→ WHAT THE EXERCISE ASKS
List every line in the records that contains the word "nightstand". Case counts.

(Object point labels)
________________________

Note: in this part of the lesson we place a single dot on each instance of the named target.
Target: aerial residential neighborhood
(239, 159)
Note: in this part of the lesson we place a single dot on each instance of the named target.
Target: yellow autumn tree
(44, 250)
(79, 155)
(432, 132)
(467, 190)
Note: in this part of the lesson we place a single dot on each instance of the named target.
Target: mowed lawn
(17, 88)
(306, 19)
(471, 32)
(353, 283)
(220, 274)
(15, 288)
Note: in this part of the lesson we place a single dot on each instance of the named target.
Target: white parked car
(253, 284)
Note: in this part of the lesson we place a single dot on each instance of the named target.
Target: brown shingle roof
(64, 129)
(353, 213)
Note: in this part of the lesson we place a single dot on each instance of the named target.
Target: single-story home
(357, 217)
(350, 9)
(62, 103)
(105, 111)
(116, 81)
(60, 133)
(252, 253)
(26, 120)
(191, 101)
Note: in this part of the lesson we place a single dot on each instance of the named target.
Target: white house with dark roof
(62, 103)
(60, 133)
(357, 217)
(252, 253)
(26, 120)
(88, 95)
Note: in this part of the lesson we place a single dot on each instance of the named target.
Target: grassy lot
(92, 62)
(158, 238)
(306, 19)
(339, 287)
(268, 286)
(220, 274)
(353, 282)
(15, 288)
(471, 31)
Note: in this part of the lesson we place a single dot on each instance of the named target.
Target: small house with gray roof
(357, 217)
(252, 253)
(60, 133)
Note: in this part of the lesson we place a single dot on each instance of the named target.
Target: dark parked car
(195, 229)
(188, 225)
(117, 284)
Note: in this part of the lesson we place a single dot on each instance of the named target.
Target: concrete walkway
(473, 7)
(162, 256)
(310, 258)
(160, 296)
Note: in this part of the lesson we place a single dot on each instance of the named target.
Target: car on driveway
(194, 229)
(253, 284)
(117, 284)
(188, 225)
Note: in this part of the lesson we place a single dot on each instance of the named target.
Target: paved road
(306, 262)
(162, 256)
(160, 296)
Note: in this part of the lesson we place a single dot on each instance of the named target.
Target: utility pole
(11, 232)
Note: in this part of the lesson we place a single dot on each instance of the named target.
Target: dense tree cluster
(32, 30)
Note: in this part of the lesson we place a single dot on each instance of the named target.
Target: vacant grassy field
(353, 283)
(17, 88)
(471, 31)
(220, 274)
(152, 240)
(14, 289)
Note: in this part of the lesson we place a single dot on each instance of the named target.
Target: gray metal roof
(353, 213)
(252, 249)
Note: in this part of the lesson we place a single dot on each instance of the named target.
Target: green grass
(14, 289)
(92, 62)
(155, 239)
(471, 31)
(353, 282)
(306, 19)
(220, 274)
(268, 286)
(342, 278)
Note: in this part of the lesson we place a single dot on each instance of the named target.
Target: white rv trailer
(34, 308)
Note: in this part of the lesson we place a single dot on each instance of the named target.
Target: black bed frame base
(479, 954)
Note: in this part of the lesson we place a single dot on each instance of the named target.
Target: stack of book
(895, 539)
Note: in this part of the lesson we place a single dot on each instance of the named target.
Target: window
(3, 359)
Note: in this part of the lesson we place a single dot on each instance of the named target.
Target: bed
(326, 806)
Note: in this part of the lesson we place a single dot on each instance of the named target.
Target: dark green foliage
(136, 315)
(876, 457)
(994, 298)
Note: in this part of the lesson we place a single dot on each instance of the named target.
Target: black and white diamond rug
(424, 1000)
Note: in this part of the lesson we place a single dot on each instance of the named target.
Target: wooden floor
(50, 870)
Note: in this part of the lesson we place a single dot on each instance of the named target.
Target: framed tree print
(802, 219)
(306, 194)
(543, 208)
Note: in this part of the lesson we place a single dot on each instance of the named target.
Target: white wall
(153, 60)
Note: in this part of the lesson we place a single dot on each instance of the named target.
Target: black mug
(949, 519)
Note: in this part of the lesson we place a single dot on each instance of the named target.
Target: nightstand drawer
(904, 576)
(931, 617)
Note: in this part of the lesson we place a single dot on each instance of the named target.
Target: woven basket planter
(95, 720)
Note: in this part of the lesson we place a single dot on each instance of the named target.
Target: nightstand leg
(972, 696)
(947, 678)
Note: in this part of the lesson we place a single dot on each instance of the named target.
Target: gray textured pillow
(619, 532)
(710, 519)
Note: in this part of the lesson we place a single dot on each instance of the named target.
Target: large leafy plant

________________________

→ RIGHT ANSWER
Target: nightstand drawer
Target: nightstand leg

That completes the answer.